= SECCIÓN DEL DOCUMENTO =

********

Saliendo del río y volviendo a tierra seca, llegamos al siguiente reto: el salto. Desde una altura de cinco o seis metros te lanzabas a una poza de agua, pero tenías que caer exactamente donde la cascada rompía, ya que fuera de ese círculo la profundidad del agua era sensiblemente menor y lastimarse era muy posible. Además había que recibir el agua recogiendo las piernas porque, la profundidad del área de clavado no era la suficiente para un salto en vertical. Cabe mencionar que el salto era totalmente opcional, por lo que Marta, Sandino y el pibe prefirieron embarrarse en lodo por una resbaladilla natural. De nuevo fui el primero, después del guía, en ponerse sobre la diminuta plataforma de salto. Debo admitir que tardé más de lo debido en saltar, me tomó tiempo dejar de pensar y solamente hacer, pero finalmente lo hice, me arrojé.

********

= DATOS DE ORIGEN =

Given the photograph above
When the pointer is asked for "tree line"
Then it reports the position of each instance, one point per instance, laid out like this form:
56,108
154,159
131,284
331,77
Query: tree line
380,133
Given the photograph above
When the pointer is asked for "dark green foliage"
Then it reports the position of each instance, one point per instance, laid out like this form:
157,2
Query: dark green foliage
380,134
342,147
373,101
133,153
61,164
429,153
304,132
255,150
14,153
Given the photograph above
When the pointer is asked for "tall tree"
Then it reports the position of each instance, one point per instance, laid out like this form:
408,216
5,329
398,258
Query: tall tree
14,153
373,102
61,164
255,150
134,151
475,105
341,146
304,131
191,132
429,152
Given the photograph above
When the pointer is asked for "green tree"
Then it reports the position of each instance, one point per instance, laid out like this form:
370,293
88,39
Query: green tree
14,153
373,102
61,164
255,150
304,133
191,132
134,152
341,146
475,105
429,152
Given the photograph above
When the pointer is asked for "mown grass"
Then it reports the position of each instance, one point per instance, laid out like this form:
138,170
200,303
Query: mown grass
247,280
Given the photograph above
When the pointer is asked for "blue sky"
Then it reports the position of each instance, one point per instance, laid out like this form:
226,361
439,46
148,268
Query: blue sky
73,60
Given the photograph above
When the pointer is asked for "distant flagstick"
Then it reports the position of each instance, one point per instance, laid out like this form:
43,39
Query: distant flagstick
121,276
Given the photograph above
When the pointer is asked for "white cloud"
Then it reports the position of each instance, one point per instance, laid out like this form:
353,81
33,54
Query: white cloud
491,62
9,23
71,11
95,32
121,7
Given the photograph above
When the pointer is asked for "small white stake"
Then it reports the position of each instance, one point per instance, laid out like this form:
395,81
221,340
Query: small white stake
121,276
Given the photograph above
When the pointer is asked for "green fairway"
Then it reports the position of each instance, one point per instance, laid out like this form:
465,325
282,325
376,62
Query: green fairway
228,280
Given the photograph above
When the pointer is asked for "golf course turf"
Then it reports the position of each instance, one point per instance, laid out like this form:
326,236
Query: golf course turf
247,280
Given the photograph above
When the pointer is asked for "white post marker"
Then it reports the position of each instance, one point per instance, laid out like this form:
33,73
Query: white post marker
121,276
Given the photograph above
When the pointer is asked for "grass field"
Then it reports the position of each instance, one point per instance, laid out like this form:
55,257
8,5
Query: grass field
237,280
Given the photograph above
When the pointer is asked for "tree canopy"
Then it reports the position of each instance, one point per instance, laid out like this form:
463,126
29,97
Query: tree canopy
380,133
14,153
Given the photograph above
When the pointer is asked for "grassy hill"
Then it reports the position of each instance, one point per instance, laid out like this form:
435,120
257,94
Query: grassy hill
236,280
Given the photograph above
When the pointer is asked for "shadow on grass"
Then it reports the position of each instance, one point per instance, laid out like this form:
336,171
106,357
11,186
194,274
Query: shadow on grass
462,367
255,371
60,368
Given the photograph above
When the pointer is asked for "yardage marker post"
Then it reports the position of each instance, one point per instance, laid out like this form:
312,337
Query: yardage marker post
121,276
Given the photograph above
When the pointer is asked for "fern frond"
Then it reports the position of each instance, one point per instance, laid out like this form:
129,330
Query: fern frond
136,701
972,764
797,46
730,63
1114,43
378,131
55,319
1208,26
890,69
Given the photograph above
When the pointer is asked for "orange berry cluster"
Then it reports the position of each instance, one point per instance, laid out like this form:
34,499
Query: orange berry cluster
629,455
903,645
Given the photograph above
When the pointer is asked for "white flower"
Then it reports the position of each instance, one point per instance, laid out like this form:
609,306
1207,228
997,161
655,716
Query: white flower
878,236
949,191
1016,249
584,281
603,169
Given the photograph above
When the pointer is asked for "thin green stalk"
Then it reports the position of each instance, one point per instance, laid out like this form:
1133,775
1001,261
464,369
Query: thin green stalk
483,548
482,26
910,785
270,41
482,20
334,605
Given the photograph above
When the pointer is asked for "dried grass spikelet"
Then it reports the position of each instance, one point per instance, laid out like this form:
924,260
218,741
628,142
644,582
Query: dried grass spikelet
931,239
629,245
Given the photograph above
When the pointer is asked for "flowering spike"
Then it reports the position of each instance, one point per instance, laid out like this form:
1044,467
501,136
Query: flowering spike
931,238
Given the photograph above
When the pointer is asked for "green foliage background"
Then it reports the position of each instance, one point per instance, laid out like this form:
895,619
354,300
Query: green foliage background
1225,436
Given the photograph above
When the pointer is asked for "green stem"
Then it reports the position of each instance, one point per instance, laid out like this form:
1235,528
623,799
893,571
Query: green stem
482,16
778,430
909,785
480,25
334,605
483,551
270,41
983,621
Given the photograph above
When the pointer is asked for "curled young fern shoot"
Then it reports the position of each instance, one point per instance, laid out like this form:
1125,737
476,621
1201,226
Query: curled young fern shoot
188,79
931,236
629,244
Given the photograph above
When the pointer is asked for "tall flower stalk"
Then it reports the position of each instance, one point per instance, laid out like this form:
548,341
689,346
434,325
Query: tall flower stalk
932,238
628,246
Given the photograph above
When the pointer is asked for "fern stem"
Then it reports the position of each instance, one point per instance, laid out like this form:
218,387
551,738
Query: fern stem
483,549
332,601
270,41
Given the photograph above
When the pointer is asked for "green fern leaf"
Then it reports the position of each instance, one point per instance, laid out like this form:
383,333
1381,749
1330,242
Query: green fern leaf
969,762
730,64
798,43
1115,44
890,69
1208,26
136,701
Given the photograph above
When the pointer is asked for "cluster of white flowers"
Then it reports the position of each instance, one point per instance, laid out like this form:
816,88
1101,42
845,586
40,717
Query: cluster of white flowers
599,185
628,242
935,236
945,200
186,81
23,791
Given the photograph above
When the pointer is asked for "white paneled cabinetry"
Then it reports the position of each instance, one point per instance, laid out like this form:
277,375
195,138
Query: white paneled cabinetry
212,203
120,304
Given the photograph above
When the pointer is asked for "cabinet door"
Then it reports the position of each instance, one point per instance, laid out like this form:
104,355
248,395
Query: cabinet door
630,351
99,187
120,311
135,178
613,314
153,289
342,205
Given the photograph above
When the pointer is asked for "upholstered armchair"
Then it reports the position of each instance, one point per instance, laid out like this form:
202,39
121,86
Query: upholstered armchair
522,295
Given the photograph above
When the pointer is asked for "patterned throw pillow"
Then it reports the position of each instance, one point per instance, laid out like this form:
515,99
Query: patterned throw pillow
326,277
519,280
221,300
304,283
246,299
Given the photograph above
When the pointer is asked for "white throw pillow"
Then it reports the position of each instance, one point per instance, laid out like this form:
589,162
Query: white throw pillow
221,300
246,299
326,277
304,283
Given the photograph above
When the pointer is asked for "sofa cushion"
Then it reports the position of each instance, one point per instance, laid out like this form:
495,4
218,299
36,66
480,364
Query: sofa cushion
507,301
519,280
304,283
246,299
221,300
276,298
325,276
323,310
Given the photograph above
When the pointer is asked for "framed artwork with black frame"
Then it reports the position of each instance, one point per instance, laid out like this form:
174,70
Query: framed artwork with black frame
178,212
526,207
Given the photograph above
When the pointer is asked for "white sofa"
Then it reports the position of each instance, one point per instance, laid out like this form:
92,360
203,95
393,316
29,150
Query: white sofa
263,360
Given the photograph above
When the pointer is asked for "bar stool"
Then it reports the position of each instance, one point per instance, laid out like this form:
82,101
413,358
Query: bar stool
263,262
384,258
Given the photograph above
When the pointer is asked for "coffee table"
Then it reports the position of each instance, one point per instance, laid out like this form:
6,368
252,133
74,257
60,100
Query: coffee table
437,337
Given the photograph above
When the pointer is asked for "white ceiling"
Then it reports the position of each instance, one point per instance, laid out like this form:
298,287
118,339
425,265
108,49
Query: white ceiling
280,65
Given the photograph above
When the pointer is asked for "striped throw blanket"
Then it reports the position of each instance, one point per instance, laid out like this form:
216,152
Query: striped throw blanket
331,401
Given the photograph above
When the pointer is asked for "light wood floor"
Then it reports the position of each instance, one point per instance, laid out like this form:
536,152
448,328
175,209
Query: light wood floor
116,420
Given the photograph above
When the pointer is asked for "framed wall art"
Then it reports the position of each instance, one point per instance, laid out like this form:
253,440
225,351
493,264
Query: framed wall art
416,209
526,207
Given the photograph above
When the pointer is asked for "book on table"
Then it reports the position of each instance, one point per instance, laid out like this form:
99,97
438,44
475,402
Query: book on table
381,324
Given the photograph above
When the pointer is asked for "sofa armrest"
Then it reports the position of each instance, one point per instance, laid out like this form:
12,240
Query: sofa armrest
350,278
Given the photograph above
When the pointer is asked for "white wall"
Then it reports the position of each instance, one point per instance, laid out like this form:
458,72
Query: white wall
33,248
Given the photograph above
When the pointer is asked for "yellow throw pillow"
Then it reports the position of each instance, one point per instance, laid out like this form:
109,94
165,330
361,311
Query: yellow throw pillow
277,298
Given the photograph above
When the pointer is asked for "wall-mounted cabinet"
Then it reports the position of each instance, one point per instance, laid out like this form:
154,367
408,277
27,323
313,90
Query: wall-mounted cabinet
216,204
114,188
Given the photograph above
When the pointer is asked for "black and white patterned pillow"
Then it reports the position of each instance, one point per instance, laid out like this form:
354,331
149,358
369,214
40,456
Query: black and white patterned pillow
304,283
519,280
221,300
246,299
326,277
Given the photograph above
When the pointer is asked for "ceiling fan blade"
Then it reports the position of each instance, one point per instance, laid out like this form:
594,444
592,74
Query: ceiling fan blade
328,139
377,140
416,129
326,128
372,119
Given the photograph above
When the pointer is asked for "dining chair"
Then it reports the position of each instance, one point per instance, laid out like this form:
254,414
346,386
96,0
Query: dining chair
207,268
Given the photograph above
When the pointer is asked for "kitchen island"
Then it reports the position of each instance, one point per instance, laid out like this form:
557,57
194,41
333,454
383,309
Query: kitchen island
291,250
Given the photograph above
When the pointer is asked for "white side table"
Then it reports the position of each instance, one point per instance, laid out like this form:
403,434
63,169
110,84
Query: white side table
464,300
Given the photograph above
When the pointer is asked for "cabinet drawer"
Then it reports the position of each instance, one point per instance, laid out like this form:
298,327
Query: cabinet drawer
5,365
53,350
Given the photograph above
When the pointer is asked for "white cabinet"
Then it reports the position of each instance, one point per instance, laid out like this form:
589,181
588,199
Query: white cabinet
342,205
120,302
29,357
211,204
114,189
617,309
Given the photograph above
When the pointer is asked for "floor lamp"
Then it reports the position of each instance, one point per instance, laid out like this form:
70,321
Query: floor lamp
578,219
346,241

********

= SOLICITUD DE TRABAJO 1 =
Reproduzca el tramo del relato del salto que va desde "Saliendo del río" hasta "hice, me arrojé.", cambiando "poza" por "charca".
= SOLICITUD DE TRABAJO 2 =
Según el relato del salto, ¿desde qué altura había que lanzarse al agua?
El listado procede de una fuente distinta.

= RESPUESTA FINAL 1 =
Saliendo del río y volviendo a tierra seca, llegamos al siguiente reto: el salto. Desde una altura de cinco o seis metros te lanzabas a una charca de agua, pero tenías que caer exactamente donde la cascada rompía, ya que fuera de ese círculo la profundidad del agua era sensiblemente menor y lastimarse era muy posible. Además había que recibir el agua recogiendo las piernas porque, la profundidad del área de clavado no era la suficiente para un salto en vertical. Cabe mencionar que el salto era totalmente opcional, por lo que Marta, Sandino y el pibe prefirieron embarrarse en lodo por una resbaladilla natural. De nuevo fui el primero, después del guía, en ponerse sobre la diminuta plataforma de salto. Debo admitir que tardé más de lo debido en saltar, me tomó tiempo dejar de pensar y solamente hacer, pero finalmente lo hice, me arrojé.

= RESPUESTA FINAL 2 =
Desde una altura de cinco o seis metros.